— Excerpted text —
Feeling Bad for Feeling Good

I’ve spent so much of this blog talking about how to avoid feeling depressed and my journey with anxiety that I often don’t know when it’s okay to stop. How do I know when my coping mechanisms have indeed worked and I can press pause on the fight for a minute and just take a breath?

About a week ago I was at my bathroom sink just after waking up from what seemed like a restful night’s sleep (they all seem so, at least at first) and I was washing my face in my usual fashion, but when I finished drying my face in the towel I saw myself in the mirror and was kind of surprised for a second. I wasn’t surprised because of my appearance, but instead by the sensation that I felt a distinct lack of heaviness and sense of “ho-hum, I’m awake” that normally comes with daylight. I was surprised because for the first time in a long time I felt happy.

Now you’re probably wondering why it took me a week to write this. It’s not like I’ve got a whole lot else going on, and normally I rush to document things like this because they’re often fleeting. It took me so long because after the shock of how light it felt, I felt bad. I felt like I shouldn’t have been so shocked – after all, I had a delightful childhood and I remember what ‘happy’ feels like, and this is the sensation I’ve been fighting to achieve every day that depression or anxiety has taken hold.

— Provided records —
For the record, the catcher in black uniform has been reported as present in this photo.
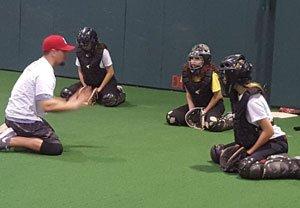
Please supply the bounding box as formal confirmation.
[211,54,300,179]
[166,44,232,132]
[61,27,126,106]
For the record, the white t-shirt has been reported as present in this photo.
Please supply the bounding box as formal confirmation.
[5,57,56,123]
[239,94,285,139]
[75,49,112,68]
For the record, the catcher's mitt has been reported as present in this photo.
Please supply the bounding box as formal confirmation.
[220,145,247,173]
[185,107,205,130]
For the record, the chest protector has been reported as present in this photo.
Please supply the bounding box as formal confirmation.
[182,69,213,107]
[230,88,262,149]
[76,46,106,87]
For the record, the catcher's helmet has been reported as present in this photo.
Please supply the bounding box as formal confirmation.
[191,43,211,64]
[220,54,252,93]
[77,27,98,50]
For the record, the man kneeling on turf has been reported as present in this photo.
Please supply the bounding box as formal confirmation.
[0,35,92,155]
[211,54,300,179]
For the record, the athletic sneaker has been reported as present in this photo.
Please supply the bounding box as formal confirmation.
[117,85,125,93]
[0,128,17,150]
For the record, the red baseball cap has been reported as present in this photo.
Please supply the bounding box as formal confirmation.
[42,35,75,52]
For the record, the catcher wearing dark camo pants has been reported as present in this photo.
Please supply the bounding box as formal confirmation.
[211,54,300,179]
[166,44,232,132]
[61,27,126,107]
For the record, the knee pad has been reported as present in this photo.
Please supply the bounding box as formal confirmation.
[206,114,233,132]
[40,141,63,155]
[263,157,300,179]
[60,87,73,100]
[210,144,225,164]
[101,93,118,107]
[238,157,264,179]
[239,155,300,179]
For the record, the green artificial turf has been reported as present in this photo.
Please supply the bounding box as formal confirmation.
[0,71,300,208]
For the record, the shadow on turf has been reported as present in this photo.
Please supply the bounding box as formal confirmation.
[190,161,220,173]
[118,101,137,108]
[55,145,126,163]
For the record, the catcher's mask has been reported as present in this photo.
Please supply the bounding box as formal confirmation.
[77,27,98,51]
[185,107,205,130]
[220,54,252,95]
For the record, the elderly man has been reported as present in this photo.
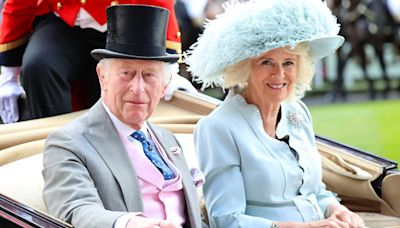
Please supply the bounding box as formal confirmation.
[43,5,201,228]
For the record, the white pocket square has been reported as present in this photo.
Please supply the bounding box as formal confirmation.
[169,146,182,154]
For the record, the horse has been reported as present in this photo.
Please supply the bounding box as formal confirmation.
[329,0,400,101]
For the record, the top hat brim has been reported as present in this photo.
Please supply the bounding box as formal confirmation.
[306,35,345,59]
[91,49,179,63]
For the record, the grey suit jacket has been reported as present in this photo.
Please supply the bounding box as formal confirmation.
[43,101,201,227]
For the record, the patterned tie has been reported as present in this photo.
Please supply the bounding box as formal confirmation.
[131,131,175,180]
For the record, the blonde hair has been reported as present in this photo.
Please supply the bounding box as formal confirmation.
[224,42,315,101]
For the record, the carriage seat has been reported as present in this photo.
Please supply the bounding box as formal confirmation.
[0,133,400,227]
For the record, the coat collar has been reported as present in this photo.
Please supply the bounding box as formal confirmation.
[83,100,143,211]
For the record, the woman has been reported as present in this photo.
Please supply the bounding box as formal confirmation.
[187,0,364,228]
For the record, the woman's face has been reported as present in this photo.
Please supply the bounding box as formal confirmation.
[246,48,298,105]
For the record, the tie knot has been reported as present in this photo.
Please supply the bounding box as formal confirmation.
[131,130,147,144]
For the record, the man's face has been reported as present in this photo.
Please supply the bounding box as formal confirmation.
[97,59,167,129]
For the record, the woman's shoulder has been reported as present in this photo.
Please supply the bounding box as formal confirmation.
[285,100,312,123]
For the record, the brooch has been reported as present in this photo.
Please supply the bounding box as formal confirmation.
[288,111,303,127]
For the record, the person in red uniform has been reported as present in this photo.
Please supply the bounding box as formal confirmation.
[0,0,193,123]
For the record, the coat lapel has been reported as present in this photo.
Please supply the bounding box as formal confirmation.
[84,100,143,211]
[149,123,201,227]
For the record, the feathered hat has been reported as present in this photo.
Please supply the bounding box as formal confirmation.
[185,0,344,88]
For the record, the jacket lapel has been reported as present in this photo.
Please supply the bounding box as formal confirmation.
[84,99,143,211]
[149,123,201,227]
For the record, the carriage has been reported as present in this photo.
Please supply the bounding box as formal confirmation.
[0,91,400,227]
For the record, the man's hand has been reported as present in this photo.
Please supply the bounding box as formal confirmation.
[0,66,25,123]
[126,216,179,228]
[164,74,198,101]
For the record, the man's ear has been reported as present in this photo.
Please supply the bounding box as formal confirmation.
[96,64,106,91]
[161,74,173,97]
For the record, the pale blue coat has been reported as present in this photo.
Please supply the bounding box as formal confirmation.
[195,94,339,228]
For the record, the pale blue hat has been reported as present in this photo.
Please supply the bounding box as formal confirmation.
[185,0,344,87]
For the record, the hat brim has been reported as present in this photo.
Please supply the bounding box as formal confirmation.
[90,49,179,63]
[306,35,344,59]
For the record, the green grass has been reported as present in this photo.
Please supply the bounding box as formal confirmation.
[310,100,400,163]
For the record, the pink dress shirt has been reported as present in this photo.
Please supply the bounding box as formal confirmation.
[103,103,186,225]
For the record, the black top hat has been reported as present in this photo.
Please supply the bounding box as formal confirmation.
[91,5,179,62]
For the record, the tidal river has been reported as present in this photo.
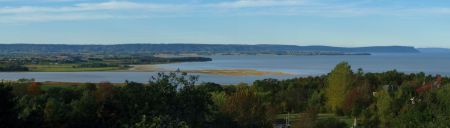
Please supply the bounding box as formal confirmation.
[0,53,450,84]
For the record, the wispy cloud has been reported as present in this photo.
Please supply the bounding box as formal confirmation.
[0,0,450,23]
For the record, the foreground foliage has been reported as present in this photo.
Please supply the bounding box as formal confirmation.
[0,63,450,128]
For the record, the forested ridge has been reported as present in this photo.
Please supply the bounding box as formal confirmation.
[0,62,450,128]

— Problems to solve —
A: Revise the stretch of rows from the line containing "For the record, the elderly" through the line containing "[43,5,201,228]", changing "elderly man" to "older gentleman" and keeping everything else the same. Leave out the picture.
B: Pick up the blog post about feeling bad for feeling good where it stops, and keep writing.
The blog post and the rows have nothing to do with each other.

— Answers to each task —
A:
For the record, the older gentleman has been reported as present in this photo.
Please supply the bounding box as formal confirmation.
[43,5,201,228]

B:
I’ve always understood depression to be a come and go cyclical being, where it will wax and wane like the moon but in a much less predictable fashion, so why did this good upswing catch me so off guard?

The best explanation I’ve come up with was that I’ve become complacent and almost accepting of how I feel day to day. I understand how I feel is not normal but struggling to be what society dictates as ‘normal’ is usually harder and more detrimental than just being what you can and leaving it at that. Given that assumption, it makes a lot more sense that when faced with a typical ‘normal’ feeling I kind of panicked.

Once the shock wore off and was justified, I started feeling bad in a different way. I kept associating me feeling ‘normal’ with someone who doesn’t need help, and I was treating this feeling like it was permanent. All those times that my husband would call me from the field instead of texting me just to make sure I was okay felt like attention-seeking behavior on my part. If I’m feeling happy and not depressed right now, then did I really need those phone calls or was I just wasting his precious free time? When I messaged that friend who also suffers from anxiety and depression for advice and validation that I’m not broken, was that actually just me wanting to place myself in this tragic role?

Every mental health-related interaction I’d ever had with people in the last few months was coming to mind, and I felt like a fraud.

And then I started thinking about writing this post, which led me to think about this blog overall.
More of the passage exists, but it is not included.